PASSAGE »
Thursday, February 16, 2012

Florida Triple Murder Jury Hears Ex-Wife's Abuse

Homicide Trial Continues - Mary Harker Testifies About Spousal Abuse

LABELLE, FL. -- The triple homicide trial of Ruby Yolanda Parker continued this afternoon at the Hendry County Courthouse with testimony from an expert witness on cocaine and from the ex-wife of deceased Richard Harker on domestic abuse she received from him.

Harker killed himself with a shot to the head after crashing through a police roadblock in the early morning hours after the Clewiston homicides.

Parker, who was with Harker, is claiming she was held by Harker against her will and was only doing what he demanded to protect herself and those around her.

(photo: Ruby Yolanda Parker)

Parker is on trial for the Clewiston murders of Joey Glenn Whitaker, 52, wife Carolyn Cox Whitaker, 53, and Myrtle Lee Cox, 80, Carolyn's mother, on August 15, 2006. Harker had a business relationship with Joey Whitaker and was visiting the Whitaker home to talk about some money Whitaker owed Harker, Parker told the court Wednesday.

RAW DATA »
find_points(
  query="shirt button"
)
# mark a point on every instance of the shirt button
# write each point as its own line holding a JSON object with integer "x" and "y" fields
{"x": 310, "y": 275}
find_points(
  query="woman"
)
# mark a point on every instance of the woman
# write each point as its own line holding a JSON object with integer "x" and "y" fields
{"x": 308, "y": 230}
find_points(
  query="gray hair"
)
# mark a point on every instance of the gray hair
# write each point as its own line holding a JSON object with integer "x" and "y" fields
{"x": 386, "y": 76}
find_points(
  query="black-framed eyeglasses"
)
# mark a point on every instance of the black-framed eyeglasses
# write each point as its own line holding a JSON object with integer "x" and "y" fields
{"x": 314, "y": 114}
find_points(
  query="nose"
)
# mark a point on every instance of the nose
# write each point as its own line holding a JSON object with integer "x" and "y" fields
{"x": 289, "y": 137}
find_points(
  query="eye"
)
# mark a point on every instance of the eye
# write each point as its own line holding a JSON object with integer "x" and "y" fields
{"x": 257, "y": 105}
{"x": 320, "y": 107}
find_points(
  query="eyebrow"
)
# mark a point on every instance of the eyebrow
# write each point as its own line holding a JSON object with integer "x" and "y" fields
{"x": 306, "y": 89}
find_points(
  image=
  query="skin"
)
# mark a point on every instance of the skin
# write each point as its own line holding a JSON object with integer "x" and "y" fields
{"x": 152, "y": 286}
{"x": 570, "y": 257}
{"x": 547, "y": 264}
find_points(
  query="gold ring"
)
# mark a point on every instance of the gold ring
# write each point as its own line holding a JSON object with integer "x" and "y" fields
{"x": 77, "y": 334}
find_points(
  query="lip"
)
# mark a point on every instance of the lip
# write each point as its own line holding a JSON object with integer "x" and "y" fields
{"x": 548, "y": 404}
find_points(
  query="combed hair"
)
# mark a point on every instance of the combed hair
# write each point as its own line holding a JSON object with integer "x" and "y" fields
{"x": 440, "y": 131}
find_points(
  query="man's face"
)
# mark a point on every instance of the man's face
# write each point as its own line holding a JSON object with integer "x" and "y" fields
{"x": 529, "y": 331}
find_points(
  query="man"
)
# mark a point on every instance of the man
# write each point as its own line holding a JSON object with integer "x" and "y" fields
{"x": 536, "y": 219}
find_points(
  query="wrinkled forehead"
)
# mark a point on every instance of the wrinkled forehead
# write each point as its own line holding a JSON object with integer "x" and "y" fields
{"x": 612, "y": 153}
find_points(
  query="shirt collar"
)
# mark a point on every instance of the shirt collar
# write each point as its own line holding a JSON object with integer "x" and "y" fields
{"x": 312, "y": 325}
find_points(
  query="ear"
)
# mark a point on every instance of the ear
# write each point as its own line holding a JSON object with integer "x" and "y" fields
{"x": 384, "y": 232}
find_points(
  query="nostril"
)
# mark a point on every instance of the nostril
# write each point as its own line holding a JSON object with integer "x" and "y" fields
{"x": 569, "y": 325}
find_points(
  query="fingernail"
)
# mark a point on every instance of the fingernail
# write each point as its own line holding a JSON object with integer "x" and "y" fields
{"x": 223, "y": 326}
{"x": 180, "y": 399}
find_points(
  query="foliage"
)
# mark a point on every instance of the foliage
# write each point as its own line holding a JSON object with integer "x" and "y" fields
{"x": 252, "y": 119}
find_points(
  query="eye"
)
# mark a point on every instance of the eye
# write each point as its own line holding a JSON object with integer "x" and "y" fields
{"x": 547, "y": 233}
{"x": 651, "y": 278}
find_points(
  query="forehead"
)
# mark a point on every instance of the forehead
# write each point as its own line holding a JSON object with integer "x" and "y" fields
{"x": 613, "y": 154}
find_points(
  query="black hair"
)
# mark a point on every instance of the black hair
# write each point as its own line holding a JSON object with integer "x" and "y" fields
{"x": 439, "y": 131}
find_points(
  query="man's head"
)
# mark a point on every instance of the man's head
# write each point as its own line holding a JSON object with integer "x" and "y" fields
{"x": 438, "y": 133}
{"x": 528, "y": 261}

WORK REQUEST A »
Would you reproduce the murder trial article word for word, everything from "LABELLE, FL. -- The" down to "received from him."?
WORK REQUEST B »
Can you resume the report on the Ruby Yolanda Parker trial, picking up right after its last sentence?

RESPONSE AREA A »
LABELLE, FL. -- The triple homicide trial of Ruby Yolanda Parker continued this afternoon at the Hendry County Courthouse with testimony from an expert witness on cocaine and from the ex-wife of deceased Richard Harker on domestic abuse she received from him.

RESPONSE AREA B »
Dr. Frederick W. Schaerf, a Fort Myers psychiatrist led off testimony for the defense with answers to questions about the effects of cocaine on the brain. Parker and boyfriend Harker were both on cocaine at the time of the Clewiston murders.

Dr. Schaerf did not examine Parker, nor had even met her, but gave detailed medical explanations of how cocaine may affect the body, brain, and behavior.

The defense's primary witness today was the ex-wife of Harker, Mary Melissa Harker. Mrs. Harker was to testify about the spousal abuse she had suffered after marrying Harker and moving to Clewiston.

Mrs. Harker, then Mrs. Ward, met Richard Harker at the Glades Correctional Institution in Belle Glade. She was a correctional officer and he a prisoner, serving a 22 year sentence for 2nd degree murder.

Mrs. Harker grew up in Clewiston, worked at the Glades prison for 11 years, and met Harker through her then husband Robert Ward, also a correctional officer at Glades. Mr. Ward supervised a farm detail that included prisoner Harker.

As the marriage soured between Mrs. Harker and Ward, a new illicit relationship began between her and Harker. Harker would sneak into a prison farm office and make telephone calls to her at home, she told the court.

Eventually, Harker got caught making the calls, was disciplined and Mrs. Harker resigned from her job.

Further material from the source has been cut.